### [Assignment]
Word for word, set down the full listing below.

### [Supplied entries]

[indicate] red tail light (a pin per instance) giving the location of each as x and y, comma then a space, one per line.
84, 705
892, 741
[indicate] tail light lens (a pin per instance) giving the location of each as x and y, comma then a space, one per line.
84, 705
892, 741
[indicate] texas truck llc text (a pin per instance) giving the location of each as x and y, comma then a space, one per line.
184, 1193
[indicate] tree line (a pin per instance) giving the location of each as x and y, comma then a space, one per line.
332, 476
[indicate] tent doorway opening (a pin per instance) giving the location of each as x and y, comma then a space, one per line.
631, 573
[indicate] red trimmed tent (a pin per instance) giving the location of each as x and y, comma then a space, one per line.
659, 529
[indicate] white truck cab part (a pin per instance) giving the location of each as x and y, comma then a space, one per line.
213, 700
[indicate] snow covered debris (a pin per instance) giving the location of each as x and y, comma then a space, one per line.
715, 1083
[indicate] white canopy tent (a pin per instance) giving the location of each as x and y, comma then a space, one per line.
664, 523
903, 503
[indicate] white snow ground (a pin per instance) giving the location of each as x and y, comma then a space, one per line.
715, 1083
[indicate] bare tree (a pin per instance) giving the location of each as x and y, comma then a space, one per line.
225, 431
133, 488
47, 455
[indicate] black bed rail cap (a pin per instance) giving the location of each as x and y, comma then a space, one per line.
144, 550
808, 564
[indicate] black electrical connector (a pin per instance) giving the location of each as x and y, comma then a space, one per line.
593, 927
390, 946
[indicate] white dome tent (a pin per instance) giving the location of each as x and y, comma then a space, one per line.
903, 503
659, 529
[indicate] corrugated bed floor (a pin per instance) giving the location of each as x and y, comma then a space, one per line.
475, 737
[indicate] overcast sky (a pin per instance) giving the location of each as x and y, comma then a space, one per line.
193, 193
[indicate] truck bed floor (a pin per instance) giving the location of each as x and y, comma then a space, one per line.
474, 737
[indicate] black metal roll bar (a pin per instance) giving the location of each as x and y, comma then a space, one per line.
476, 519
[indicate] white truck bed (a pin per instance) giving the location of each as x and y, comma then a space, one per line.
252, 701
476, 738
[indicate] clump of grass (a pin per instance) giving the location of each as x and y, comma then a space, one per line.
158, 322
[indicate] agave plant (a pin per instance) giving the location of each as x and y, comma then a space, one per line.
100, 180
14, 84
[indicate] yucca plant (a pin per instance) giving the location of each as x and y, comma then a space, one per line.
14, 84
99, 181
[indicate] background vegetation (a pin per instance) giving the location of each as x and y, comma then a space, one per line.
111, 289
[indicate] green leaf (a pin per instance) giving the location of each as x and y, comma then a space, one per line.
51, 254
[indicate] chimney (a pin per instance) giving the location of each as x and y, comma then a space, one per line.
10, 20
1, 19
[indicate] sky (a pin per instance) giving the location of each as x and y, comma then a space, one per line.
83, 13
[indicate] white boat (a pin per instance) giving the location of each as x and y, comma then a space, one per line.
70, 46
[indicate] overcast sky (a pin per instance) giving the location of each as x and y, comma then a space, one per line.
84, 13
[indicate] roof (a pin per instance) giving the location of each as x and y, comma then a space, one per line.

### [Solution for this exercise]
[indicate] red tail light (a pin per instance) giving the location of each as x and y, comma then a space, one per line.
84, 705
892, 741
[indicate] tail light lens (a pin per instance) giving the location of each as x and y, comma then a space, one per line.
84, 705
892, 741
[indicate] texas truck llc text (a pin per instance) giving the location of each as x and y, comma then a space, one per line.
184, 1193
[indicate] tree line (a pin per instance) giving the location of each as x and y, comma then a space, one per line.
332, 476
[indicate] tent doorway opening (a pin per instance) giving the location of each as x and y, comma then a space, one per line.
631, 573
[indicate] red trimmed tent (a pin per instance) giving the location of each as x and y, comma then a space, one per line.
659, 529
[indicate] white truck cab part (a pin per instance) giving the location of each as x and y, comma then a space, one per line.
213, 700
[indicate] snow covered debris (a pin per instance) giving the location of each as x and y, comma then a space, one per line.
715, 1083
[indicate] white canopy tent (a pin per instance) giving the location of each as x and y, comma then a space, one per line.
664, 523
903, 503
[indicate] white snow ground (a pin per instance) giving the location of each as x and y, comma then a space, one per line.
715, 1083
[indicate] bare tree (a pin per instance) giving the location of each as x and y, comma then a space, one per line.
225, 431
133, 488
47, 455
[indicate] black bed rail cap (a pin per instance) giving the location of each as x and y, comma then a space, one per line.
144, 550
808, 564
[indicate] black electrical connector (a pin per instance) giving the location of each as x and y, comma then a space, one per line.
593, 927
390, 946
[indicate] white dome tent (a pin per instance) giving the location of each as x and y, comma then a space, one per line.
903, 503
659, 529
[indicate] corrugated bed floor (a pin per instance) giving the location of each as x and y, comma then a space, one per line.
475, 737
[indicate] overcast sky (a pin per instance) giving the location of each as x and y, comma then a space, one per line.
193, 193
[indicate] truck bed floor (a pin per instance) giving the location of each as x and y, comma then a space, one per line.
474, 737
[indicate] black metal roll bar (a pin per instance) giving the location of each as x and y, comma then a space, one per line.
476, 519
[indicate] white truck bed (a pin per instance) giving the location of each as x and y, comma then a space, one per line.
252, 701
476, 738
[indicate] clump of grass (a pin per instance) giving the location of each as x and y, comma then a space, one per line.
158, 322
[indicate] agave plant (a pin per instance) giving the location of each as x and y, comma then a space, one per line.
100, 180
14, 84
[indicate] yucca plant (a pin per instance) giving the location of each as x and y, comma then a space, one per line.
14, 84
99, 181
[indicate] background vegetation (a pin per instance) giving the location of each as x and y, comma then a space, one per line.
111, 289
[indicate] green leaf (a pin per instance) giving the location of each as x and y, comma then a space, one per line.
51, 254
[indicate] chimney (a pin per instance) giving the location of each as x and y, comma then a space, one per line.
10, 20
1, 19
[indicate] sky (a pin per instance) giving the location of each as x and y, comma then a space, one per line.
83, 13
[indicate] white boat (a pin per instance) giving the location of each as x and y, comma then a space, one per line.
70, 46
[indicate] overcast sky (a pin per instance) giving the location of each as x and y, comma then a space, one per line.
84, 13
[indicate] roof (a pin per instance) giving the location of each as x and y, comma then a space, one per line.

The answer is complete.